-- BEGIN Exercise input --
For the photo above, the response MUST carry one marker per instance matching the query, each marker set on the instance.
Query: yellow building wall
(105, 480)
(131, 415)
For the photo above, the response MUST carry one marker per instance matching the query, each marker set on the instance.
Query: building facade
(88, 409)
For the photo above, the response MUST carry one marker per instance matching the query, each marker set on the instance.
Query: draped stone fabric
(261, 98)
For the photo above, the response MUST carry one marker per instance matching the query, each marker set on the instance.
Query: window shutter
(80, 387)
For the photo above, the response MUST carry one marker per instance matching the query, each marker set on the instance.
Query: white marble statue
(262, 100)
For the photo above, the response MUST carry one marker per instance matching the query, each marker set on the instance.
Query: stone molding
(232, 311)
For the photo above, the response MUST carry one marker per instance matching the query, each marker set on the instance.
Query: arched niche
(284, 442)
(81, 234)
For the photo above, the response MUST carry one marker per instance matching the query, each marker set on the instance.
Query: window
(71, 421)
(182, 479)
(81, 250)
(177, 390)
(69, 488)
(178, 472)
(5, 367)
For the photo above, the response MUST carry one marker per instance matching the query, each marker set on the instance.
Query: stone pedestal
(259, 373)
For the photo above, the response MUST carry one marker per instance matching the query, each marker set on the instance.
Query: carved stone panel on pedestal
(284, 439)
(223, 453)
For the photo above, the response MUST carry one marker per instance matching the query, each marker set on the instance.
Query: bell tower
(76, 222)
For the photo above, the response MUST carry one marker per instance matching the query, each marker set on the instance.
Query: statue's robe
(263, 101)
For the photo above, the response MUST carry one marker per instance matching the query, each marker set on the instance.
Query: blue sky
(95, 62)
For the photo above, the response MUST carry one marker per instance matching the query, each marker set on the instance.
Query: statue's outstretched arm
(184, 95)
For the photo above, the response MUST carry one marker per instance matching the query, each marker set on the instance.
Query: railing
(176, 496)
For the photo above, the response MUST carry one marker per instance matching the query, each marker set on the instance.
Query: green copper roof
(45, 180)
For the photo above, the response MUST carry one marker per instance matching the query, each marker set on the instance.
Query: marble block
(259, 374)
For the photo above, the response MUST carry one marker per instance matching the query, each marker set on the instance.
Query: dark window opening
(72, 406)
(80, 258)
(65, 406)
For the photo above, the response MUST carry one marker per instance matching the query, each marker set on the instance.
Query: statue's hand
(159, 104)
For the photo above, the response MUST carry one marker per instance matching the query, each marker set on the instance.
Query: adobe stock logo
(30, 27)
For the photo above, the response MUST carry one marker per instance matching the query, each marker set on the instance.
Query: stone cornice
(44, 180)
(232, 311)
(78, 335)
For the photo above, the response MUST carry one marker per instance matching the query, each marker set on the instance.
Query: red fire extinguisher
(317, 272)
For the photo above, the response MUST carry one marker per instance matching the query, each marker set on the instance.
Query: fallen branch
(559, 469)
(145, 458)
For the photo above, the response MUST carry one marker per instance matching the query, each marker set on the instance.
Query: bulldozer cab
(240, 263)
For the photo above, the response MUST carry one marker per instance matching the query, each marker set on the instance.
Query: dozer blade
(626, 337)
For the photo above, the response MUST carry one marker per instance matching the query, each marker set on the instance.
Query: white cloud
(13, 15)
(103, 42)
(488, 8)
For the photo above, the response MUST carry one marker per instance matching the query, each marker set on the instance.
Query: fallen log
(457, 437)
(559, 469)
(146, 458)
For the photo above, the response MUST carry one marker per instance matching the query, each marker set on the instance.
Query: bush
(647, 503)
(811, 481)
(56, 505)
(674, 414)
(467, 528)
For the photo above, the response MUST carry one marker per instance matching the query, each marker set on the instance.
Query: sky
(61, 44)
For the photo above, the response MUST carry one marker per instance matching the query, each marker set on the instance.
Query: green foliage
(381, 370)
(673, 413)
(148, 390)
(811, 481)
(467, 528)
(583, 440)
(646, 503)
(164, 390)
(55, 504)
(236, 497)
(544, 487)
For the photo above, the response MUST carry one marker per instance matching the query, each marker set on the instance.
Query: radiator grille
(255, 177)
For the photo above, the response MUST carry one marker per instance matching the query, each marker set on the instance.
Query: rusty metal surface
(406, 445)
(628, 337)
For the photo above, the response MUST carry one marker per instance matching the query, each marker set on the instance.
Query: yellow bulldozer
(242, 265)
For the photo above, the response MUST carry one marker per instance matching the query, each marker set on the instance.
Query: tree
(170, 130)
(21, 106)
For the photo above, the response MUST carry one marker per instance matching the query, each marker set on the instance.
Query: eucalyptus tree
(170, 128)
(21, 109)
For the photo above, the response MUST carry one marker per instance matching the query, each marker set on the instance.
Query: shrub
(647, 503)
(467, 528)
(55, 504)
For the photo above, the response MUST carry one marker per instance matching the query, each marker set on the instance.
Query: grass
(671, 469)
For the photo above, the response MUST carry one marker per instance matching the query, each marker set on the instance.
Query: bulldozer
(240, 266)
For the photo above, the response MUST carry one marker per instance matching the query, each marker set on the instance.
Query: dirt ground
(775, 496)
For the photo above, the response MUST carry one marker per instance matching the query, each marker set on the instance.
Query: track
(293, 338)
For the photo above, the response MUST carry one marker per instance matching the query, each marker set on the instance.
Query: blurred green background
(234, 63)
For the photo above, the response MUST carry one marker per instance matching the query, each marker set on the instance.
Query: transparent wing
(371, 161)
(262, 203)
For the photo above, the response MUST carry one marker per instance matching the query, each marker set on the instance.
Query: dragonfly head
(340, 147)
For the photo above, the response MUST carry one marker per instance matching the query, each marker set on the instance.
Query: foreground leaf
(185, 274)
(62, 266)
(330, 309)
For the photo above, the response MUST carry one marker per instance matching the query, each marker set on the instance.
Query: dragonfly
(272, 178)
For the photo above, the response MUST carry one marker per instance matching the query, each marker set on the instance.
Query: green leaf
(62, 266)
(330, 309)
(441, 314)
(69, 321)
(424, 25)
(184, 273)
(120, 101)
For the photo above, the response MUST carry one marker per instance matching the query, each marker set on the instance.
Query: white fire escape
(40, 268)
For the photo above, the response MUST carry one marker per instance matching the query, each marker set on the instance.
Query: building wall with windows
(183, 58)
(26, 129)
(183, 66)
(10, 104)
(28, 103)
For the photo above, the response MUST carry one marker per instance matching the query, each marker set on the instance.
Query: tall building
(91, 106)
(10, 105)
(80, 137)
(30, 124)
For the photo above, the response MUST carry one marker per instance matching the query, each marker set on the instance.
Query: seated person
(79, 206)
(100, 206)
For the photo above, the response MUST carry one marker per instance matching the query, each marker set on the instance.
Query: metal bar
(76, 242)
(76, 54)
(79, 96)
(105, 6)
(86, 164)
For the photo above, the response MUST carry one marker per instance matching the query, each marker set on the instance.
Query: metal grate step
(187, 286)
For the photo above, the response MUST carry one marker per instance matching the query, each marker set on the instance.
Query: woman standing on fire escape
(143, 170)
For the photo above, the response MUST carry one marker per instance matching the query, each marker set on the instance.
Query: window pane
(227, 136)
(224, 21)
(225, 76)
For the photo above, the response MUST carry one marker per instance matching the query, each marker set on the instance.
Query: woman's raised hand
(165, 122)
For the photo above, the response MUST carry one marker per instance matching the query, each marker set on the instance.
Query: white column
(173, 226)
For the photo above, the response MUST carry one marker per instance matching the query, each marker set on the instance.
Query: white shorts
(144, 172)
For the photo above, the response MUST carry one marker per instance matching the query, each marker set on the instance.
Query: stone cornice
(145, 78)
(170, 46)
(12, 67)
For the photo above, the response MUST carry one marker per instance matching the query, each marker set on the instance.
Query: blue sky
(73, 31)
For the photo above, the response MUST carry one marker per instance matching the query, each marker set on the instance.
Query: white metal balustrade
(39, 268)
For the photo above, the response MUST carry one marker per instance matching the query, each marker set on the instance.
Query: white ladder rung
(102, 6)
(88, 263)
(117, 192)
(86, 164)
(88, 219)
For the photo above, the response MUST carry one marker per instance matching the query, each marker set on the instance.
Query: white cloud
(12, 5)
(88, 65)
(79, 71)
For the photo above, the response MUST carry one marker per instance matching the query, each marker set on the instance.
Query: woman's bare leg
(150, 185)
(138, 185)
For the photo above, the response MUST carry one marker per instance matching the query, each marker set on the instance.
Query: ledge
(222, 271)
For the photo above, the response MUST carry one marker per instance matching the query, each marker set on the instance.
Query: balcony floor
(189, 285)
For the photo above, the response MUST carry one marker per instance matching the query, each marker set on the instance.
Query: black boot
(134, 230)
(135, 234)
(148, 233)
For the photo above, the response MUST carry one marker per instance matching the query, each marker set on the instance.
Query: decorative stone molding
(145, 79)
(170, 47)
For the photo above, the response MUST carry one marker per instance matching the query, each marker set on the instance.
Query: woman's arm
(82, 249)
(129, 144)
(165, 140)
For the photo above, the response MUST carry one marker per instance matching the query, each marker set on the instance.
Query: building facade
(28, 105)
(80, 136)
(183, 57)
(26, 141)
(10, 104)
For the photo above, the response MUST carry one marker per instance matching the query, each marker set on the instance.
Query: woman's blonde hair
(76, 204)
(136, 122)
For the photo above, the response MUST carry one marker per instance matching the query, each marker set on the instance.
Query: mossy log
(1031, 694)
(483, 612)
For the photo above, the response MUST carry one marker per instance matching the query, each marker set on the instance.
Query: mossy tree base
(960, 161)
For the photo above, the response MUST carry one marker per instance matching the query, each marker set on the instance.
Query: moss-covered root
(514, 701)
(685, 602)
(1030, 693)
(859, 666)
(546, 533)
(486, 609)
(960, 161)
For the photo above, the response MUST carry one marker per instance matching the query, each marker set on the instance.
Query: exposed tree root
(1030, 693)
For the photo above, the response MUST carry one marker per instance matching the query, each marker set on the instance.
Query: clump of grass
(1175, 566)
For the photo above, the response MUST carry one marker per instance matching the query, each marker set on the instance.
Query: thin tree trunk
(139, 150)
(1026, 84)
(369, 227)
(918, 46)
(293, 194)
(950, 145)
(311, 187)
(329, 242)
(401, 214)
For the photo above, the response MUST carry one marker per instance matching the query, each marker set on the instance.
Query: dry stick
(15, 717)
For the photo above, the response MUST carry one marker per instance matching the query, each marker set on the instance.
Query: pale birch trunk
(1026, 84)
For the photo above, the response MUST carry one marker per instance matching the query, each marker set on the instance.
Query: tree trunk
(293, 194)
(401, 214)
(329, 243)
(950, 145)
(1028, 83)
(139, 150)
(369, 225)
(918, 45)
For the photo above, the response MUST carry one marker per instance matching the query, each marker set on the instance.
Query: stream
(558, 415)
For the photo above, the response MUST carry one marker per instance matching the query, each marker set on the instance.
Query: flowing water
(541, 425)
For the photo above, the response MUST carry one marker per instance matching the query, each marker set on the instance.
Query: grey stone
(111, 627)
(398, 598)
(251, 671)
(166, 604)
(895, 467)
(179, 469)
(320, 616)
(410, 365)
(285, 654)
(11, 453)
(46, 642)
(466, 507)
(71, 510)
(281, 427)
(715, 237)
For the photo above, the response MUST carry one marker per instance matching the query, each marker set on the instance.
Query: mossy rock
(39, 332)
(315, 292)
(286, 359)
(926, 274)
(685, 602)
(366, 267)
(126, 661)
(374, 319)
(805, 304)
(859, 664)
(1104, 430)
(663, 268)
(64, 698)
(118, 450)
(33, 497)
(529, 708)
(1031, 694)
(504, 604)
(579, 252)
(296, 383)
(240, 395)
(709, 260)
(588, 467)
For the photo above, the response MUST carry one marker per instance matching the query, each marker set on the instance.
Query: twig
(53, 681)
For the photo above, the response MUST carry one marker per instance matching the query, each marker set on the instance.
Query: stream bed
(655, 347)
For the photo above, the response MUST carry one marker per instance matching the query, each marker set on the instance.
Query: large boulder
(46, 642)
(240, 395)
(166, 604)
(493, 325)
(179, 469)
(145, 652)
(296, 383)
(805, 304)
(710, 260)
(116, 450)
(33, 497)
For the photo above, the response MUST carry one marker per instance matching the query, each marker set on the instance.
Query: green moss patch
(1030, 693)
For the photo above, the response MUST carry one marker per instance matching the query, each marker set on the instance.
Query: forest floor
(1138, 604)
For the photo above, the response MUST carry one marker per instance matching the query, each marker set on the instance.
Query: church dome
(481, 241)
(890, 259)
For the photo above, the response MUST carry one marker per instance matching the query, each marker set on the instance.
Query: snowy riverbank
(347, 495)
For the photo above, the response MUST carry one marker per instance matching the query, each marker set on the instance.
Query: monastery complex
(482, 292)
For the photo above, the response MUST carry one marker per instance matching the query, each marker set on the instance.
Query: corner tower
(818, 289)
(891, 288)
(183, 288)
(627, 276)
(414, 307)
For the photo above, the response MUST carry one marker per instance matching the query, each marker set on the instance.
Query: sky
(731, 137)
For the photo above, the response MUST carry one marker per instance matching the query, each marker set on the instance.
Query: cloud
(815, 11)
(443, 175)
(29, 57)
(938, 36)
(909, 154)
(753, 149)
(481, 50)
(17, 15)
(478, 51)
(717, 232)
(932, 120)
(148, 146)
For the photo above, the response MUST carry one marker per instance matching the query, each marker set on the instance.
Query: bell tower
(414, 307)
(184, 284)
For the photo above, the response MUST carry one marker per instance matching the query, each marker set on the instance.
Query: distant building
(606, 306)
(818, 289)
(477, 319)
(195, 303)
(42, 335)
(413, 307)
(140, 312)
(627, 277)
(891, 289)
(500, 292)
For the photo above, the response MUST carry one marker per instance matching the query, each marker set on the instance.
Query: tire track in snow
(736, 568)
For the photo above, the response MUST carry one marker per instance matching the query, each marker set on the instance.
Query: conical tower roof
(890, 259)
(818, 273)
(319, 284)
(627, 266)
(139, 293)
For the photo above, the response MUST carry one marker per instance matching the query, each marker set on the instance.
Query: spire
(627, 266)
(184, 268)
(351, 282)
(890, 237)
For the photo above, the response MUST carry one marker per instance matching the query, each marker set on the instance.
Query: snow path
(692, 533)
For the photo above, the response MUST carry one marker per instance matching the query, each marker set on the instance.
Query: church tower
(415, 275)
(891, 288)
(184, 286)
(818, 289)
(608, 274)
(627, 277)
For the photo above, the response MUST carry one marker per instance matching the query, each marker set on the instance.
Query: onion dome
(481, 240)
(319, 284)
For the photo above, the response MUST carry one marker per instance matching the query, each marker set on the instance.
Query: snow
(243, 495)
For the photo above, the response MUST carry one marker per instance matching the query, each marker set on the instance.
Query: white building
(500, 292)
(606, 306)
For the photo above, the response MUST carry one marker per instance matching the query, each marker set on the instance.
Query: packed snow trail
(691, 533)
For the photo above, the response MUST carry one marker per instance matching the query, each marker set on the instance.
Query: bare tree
-- END Exercise input --
Stated exercise
How many lines of data above contain the string "trunk"? Case counts; reply with the number only.

Task output
3